→ Excerpt provided
────

Part of Castro’s research has been to break down how many households were out of power for how long.
A research report from Native Power Research Group, of which Castro is a part, found that the first 1 million customers accounted for 1 billion hours of lost electrical service, recovering power between September and November 2017. The next 300,000 customers recovered power between November 2017 and February 2018, contributing another 1 billion hours of lost service. The final group of 200,000 households didn’t regain power until sometime between February and August 2018, nearly a year after the storm. Those families endured 931 million hours of lost electrical service.
Castro believes that any transition policy or allocation of funds needs to start with these families—the 200,00 households in the most remote areas, which were out of power the longest. These are the people who will be the most vulnerable when the next storm comes. In June, Congress approved $19 billion of disaster aid to go to hurricane-, wildfire- and flood-affected regions, including Florida, Iowa, and Missouri. Of that, $1.4 billion will go to Puerto Rico. Castro estimates it would take about that much just to install home solar systems with batteries in those 200,000 homes. Castro’s plan suggests getting the funding from Community Development Block Grant Disaster Recovery funds and vouchers through the US Department of Housing and Urban Development.

────

→ What you are asked to do
Can you carry on the passage on Puerto Rico's power outages, picking up after its last sentence? The material after the passage on Puerto Rico's power outages is separate from it.

────

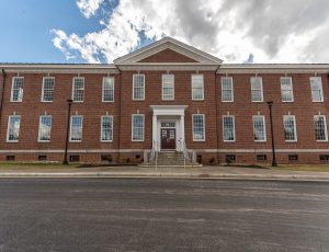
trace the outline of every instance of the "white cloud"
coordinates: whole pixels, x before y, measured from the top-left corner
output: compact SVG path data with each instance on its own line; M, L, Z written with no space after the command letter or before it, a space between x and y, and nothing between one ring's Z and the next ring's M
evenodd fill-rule
M100 7L103 1L77 4L88 18L109 8ZM250 54L254 62L324 62L328 18L327 0L121 0L100 21L101 31L78 36L57 30L54 45L67 58L112 62L138 47L143 32L149 39L172 36L225 62L245 62Z

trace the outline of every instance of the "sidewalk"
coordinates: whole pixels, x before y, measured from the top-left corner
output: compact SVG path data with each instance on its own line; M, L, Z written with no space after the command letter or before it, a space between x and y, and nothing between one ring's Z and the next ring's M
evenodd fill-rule
M237 167L139 168L100 167L79 169L0 170L0 177L168 177L328 181L329 172L284 171Z

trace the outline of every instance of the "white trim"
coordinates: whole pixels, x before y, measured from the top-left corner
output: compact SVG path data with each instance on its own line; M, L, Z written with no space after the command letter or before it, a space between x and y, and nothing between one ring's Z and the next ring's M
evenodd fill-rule
M112 79L113 80L113 101L104 101L105 79ZM103 103L113 103L114 101L115 101L115 78L114 77L103 77L103 80L102 80L102 102Z
M227 80L230 80L230 84L231 84L231 101L224 101L223 100L223 84L224 84L224 80L227 79ZM232 81L232 77L222 77L220 78L220 83L222 83L222 102L227 102L227 103L230 103L230 102L235 102L235 89L234 89L234 81ZM227 91L227 90L226 90Z
M103 136L103 118L104 117L109 117L109 118L111 118L112 119L112 122L111 122L111 125L112 125L112 128L111 128L111 140L103 140L102 139L102 136ZM101 142L113 142L113 115L102 115L101 116Z
M76 79L82 79L83 80L83 98L82 98L82 101L75 101L75 80ZM84 89L84 77L73 77L72 78L72 94L71 94L71 99L72 99L72 101L75 102L75 103L83 103L83 101L84 101L84 91L86 91L86 89Z
M53 79L54 80L54 87L53 87L53 100L52 101L44 101L44 92L45 92L45 79ZM41 102L50 103L54 101L54 90L55 90L55 77L43 77L43 87L42 87L42 96Z
M171 76L172 77L172 82L171 82L171 84L172 84L172 98L169 98L169 99L168 98L166 99L163 96L163 85L164 85L164 81L163 80L164 80L164 76ZM172 73L163 73L161 79L162 79L162 89L161 89L162 101L174 101L174 75L172 75Z
M14 88L14 82L15 82L15 79L22 79L23 80L23 94L22 94L22 99L21 100L18 100L18 101L14 101L13 100L13 88ZM11 81L11 92L10 92L10 102L23 102L23 95L24 95L24 77L13 77L12 78L12 81Z
M264 126L264 128L263 128L263 130L264 130L264 140L256 140L254 139L254 118L256 117L260 117L260 118L262 118L262 121L263 121L263 126ZM266 122L265 122L265 116L264 115L253 115L252 116L252 128L253 128L253 141L254 142L265 142L266 141Z
M143 139L134 140L134 116L141 116L143 117ZM145 115L144 114L133 114L132 115L132 141L144 141L145 139Z
M143 99L135 99L135 76L143 76ZM134 73L133 75L133 101L145 101L145 75L144 73Z
M202 116L202 118L203 118L203 139L194 138L194 124L193 124L194 116ZM205 127L206 127L205 115L204 114L192 114L192 139L193 139L193 141L206 141Z
M224 137L224 133L225 133L225 130L224 130L224 117L231 117L232 118L234 140L225 140L225 137ZM234 115L223 115L222 116L222 131L223 131L222 137L223 137L224 142L235 142L237 140L236 139L236 118L235 118Z
M202 98L201 99L193 98L193 78L194 77L202 77ZM203 73L191 75L191 94L192 94L192 101L204 101L204 76L203 76Z

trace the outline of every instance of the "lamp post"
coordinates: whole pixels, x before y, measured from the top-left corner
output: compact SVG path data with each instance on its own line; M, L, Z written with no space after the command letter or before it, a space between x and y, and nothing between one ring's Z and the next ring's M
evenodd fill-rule
M67 100L67 127L66 127L66 142L65 142L65 152L64 152L64 160L63 164L68 164L67 161L67 149L68 149L68 138L69 138L69 131L70 131L70 115L71 115L71 105L72 105L72 100L69 99Z
M277 167L276 158L275 158L275 145L274 145L274 134L273 134L273 119L272 119L272 105L273 101L268 102L270 110L270 123L271 123L271 138L272 138L272 167Z

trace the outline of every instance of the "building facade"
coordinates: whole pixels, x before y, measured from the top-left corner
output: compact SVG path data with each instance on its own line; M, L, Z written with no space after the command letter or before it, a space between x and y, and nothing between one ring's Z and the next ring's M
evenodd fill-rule
M166 37L113 65L1 64L0 160L329 162L329 65L226 65Z

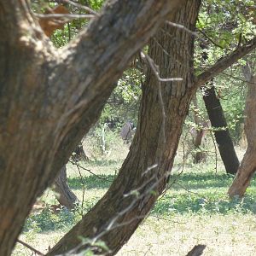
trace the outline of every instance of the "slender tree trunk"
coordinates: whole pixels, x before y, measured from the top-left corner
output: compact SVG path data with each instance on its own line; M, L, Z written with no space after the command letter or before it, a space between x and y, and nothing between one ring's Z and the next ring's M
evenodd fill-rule
M183 1L110 1L56 49L29 9L0 1L0 255L97 120L116 80Z
M66 207L68 210L75 207L79 202L77 196L72 192L67 183L67 169L64 166L56 178L55 179L54 190L58 194L56 199L61 206Z
M198 103L197 103L197 97L196 94L192 99L193 104L196 109L198 109ZM205 122L201 119L201 118L198 116L197 113L194 111L194 120L196 125L196 126L201 127L202 126L202 129L195 129L195 137L193 136L193 144L194 148L195 149L195 154L193 154L193 162L195 164L201 163L206 160L206 152L201 150L202 142L204 139L204 137L206 135L206 131L203 129L205 127Z
M244 73L248 81L245 109L245 133L247 139L247 148L229 189L228 193L230 197L244 195L256 170L256 76L253 76L248 65Z
M148 42L168 15L173 15L184 3L193 4L194 1L111 0L75 40L59 49L49 44L40 30L29 9L29 3L27 0L0 1L0 255L4 256L10 255L36 198L54 182L75 147L97 120L114 83L131 56ZM193 8L183 17L183 25L193 30L192 16L195 16ZM190 22L187 23L188 20ZM169 144L163 145L163 138L159 135L162 131L159 126L162 123L163 109L159 107L154 110L152 107L154 102L161 102L157 96L159 90L155 90L153 85L146 87L144 93L154 90L154 95L148 95L152 100L148 112L146 106L142 107L142 114L149 114L144 119L148 118L151 123L141 121L141 130L137 131L140 137L137 136L132 148L136 155L131 153L123 166L124 169L129 166L131 172L127 168L120 172L121 179L113 183L105 197L80 222L80 229L75 227L70 232L74 244L79 242L77 234L95 236L105 230L104 224L110 216L124 209L125 204L131 206L132 196L124 200L123 195L145 183L148 180L145 178L153 175L152 172L144 173L145 168L152 163L158 164L154 173L160 181L155 189L160 193L166 183L166 172L172 165L180 126L188 110L186 106L194 93L189 88L204 84L256 45L256 38L245 42L199 75L192 86L193 41L190 33L183 34L182 38L180 33L184 33L183 30L175 29L171 33L174 40L171 44L171 58L173 56L177 61L169 68L166 64L170 56L166 55L161 68L168 71L163 73L166 77L183 78L183 82L173 81L161 86L164 101L170 103L165 105L166 113L173 113L172 124L169 119L165 125L166 134L173 132L172 138L170 135L166 137L171 151ZM170 38L169 33L165 36ZM157 113L156 116L153 114L155 119L150 116L151 112ZM142 138L146 132L152 136L148 143ZM137 220L143 218L155 199L151 194L141 197L132 205L134 211L129 208L131 211L126 214L119 212L119 222L129 219L131 223L132 218L129 216L137 216ZM111 232L107 243L109 241L110 247L118 250L119 246L115 245L120 241L121 246L128 240L139 222L134 221L128 227L123 223L120 236L111 243L109 241L117 234ZM70 237L67 236L66 238ZM72 246L68 242L67 247Z
M227 128L227 122L219 99L216 96L215 87L213 85L210 88L206 88L203 99L212 126L216 129L225 129L223 131L214 131L214 136L227 173L236 174L239 167L239 160L229 129Z
M200 1L187 1L170 19L194 31L199 7ZM113 255L148 213L169 180L183 123L195 92L193 42L190 33L169 25L150 41L149 55L159 66L160 76L183 78L183 81L161 83L159 87L154 73L148 68L138 126L117 178L103 198L48 255L63 253L74 247L78 247L76 251L87 247L81 244L79 236L104 241L111 250L107 254ZM177 65L177 60L182 65Z

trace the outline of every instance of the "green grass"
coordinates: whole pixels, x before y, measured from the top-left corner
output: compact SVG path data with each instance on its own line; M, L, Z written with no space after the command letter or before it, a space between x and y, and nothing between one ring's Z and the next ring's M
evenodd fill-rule
M96 176L80 169L82 177L74 166L67 166L69 186L80 201L84 186L84 213L104 195L121 164L107 157L83 163ZM256 255L255 178L242 201L230 201L227 189L233 177L221 164L217 172L213 166L189 163L182 174L174 171L170 189L118 255L185 255L198 243L207 245L204 255ZM42 200L46 207L30 215L20 238L45 253L81 218L81 206L54 214L53 193L48 191ZM31 252L18 245L14 255Z

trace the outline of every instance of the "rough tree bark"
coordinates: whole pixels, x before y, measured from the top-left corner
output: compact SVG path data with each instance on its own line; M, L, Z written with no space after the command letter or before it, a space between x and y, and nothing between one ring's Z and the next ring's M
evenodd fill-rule
M186 1L176 15L169 15L169 20L195 30L200 2ZM192 34L167 25L160 30L150 41L148 54L158 65L161 78L181 77L183 81L160 83L161 101L159 80L148 67L137 129L118 177L105 195L60 240L48 256L65 253L74 247L74 251L90 247L81 243L79 239L81 236L104 241L110 249L108 255L113 255L120 249L166 188L183 123L196 89L255 47L256 38L194 78ZM100 253L102 249L96 251Z
M113 90L114 82L132 55L148 42L166 16L172 17L176 8L184 3L181 0L110 1L76 39L67 47L56 49L34 21L28 2L0 0L0 255L6 256L11 253L37 196L54 181L76 145L98 119ZM193 4L195 1L185 3ZM194 15L195 9L191 8L185 20L188 21ZM184 25L193 29L193 23L187 24L186 20ZM183 33L183 44L176 41L179 33ZM166 37L170 38L167 33ZM147 115L140 121L134 142L133 150L137 154L130 153L123 166L122 170L125 170L125 166L130 166L126 170L131 172L121 170L109 192L70 232L74 236L79 233L83 235L84 227L85 230L88 227L88 231L92 233L96 230L97 233L103 230L109 216L112 218L116 211L124 210L120 206L131 206L131 201L134 201L132 196L124 200L123 195L145 184L153 172L159 180L154 189L159 192L163 189L167 181L166 170L171 170L181 132L179 129L187 110L185 105L189 103L194 87L207 83L254 49L256 44L253 38L239 46L196 78L194 86L187 91L193 80L190 77L192 58L188 52L193 46L190 38L191 35L183 31L172 31L171 38L177 49L172 53L176 55L176 49L180 55L175 55L173 60L186 59L184 64L180 61L173 64L171 73L162 74L184 78L182 86L177 86L180 84L176 82L167 83L163 90L165 103L172 101L170 105L165 106L172 112L172 118L177 119L172 121L169 119L166 122L166 141L170 144L164 144L163 137L159 134L162 131L162 108L158 106L154 110L155 106L152 104L159 105L160 102L156 86L153 85L157 83L154 79L150 86L143 89L150 103L148 106L145 99L143 102L142 111ZM151 49L152 55L156 49L157 47ZM162 65L169 71L168 58L165 56ZM152 76L151 79L154 79ZM146 112L148 107L149 109ZM155 119L150 116L151 112ZM144 136L139 137L146 131L151 137L148 143L142 138ZM172 145L171 150L169 145ZM142 178L142 172L154 163L158 163L158 167L144 173ZM154 180L151 183L155 183ZM147 190L145 187L140 189L142 193ZM123 228L119 229L120 236L117 238L119 241L113 241L113 247L116 242L123 244L140 222L132 220L143 218L152 207L156 195L143 195L144 196L137 201L135 207L119 218L119 222L127 220L131 224L123 224ZM112 203L106 204L109 201ZM118 205L120 201L122 204ZM97 224L96 230L95 224ZM127 235L124 234L125 231ZM88 236L94 236L92 233ZM117 233L113 233L109 235L107 243L116 236ZM76 238L71 238L69 247L74 246L71 243L73 239L74 245L78 242ZM60 244L61 241L58 247Z
M187 1L169 19L195 31L200 1ZM48 255L63 253L77 246L76 252L84 249L88 245L83 246L79 236L103 240L110 249L107 254L113 255L148 213L157 196L166 188L183 123L195 91L195 86L193 87L193 35L169 25L162 27L150 41L148 54L159 66L160 76L183 78L183 81L160 83L160 96L159 81L152 69L148 67L143 85L138 126L117 178L103 198ZM177 60L180 65L177 65ZM157 166L153 168L154 165ZM152 169L148 170L150 166ZM137 197L133 190L137 190L141 195ZM129 194L129 196L125 196ZM109 228L115 217L113 226ZM109 230L106 231L108 226Z
M129 60L182 1L111 1L55 49L27 0L0 1L0 255L98 119Z
M227 128L228 125L220 101L216 96L215 87L212 84L212 86L207 87L204 92L203 100L212 126L216 128L213 132L222 161L227 173L236 174L239 167L239 160L235 151L230 131ZM218 131L219 128L224 128L225 130Z
M204 61L207 61L208 59L208 53L207 51L208 48L207 44L201 43L200 45L203 49L202 58ZM216 128L213 133L226 172L236 174L239 167L239 160L236 154L229 128L227 127L226 119L220 101L216 96L213 79L204 86L203 91L203 100L212 126ZM218 131L219 128L224 128L224 130Z
M245 134L247 148L238 168L235 179L229 189L230 197L242 197L256 171L256 76L247 64L244 68L248 91L245 108Z

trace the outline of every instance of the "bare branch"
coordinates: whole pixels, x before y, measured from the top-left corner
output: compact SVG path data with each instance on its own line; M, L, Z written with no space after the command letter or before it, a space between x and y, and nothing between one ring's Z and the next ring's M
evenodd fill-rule
M94 18L94 15L72 15L72 14L33 14L36 17L40 19L49 19L49 18L65 18L67 20L73 20L73 19L91 19Z
M200 87L212 79L213 77L217 76L224 70L230 67L232 64L236 63L239 59L243 57L245 55L251 52L256 48L256 37L252 40L246 43L244 45L238 47L230 55L220 58L212 67L208 68L201 74L197 76L195 79L195 85Z

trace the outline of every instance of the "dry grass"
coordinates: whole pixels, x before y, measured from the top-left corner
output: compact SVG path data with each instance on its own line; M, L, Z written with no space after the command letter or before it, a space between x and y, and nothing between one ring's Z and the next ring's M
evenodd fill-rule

────

→ Result
“We need to focus on disaster preparedness or hazard mitigation,” Castro said. “How can we prepare for the next event, so that way it doesn’t become a disaster? Those remote areas that spent more than five months without electricity—I don’t see any other way to provide reliable electricity other than with solar panels and batteries, going from microgrids to solar systems … and here we have a potential to do that. If we are able to deploy hundreds of thousands of systems, for hundreds of thousands of families, then the landscape of energy will be very different, because what you could do with such a massive scale of distributed energy generation and energy storage, it’s really something that no other place in the world that I know has. We don’t have it either, but we have the potential to get there.”
Closed doors and a closing window. The Eugenio María de Hostos Airport in Mayagüez looks abandoned at first glance. It has one check-in desk, with one attendant and a few empty rooms. The control tower is partially collapsed. But Marla Pérez Lugo flies out of this airport often. For about $40, a 10-seat Cessna 402 will fly you to San Juan in 45 minutes, which is a preferable alternative to the 3-hour drive. And the views of the island are incredible. Pérez is a professor of environmental sociology at the University of Puerto Rico; she’s also on the steering committee of INESI, the national energy and sustainability institute. In April, Pérez testified before the House Committee on Natural Resources on the “rebuilding and privatization” of PREPA. Pérez is one of many experts who oppose the privatization of the electric power authority, an entity funded by and meant to serve the public.
“[PREPA] is the public corporation that is in charge of administering and managing the assets that belong to the people of Puerto Rico. I have been waiting for a lawyer to correct me on that, and I haven’t received any, so I will stick to it,” Pérez said. “The electrical system belongs to the people of Puerto Rico, and PREPA behaves as if PREPA owned the electrical system, which I think is wrong.”
PREPA was first established in 1941 as the Puerto Rico Water Resources Authority, to ensure that citizens, even in the most remote areas, had access to water. As part of Franklin D. Roosevelt’s New Deal, PREPA evolved to develop and unify regional and local electrical power grids, officially changing its name to the electric power authority in 1979.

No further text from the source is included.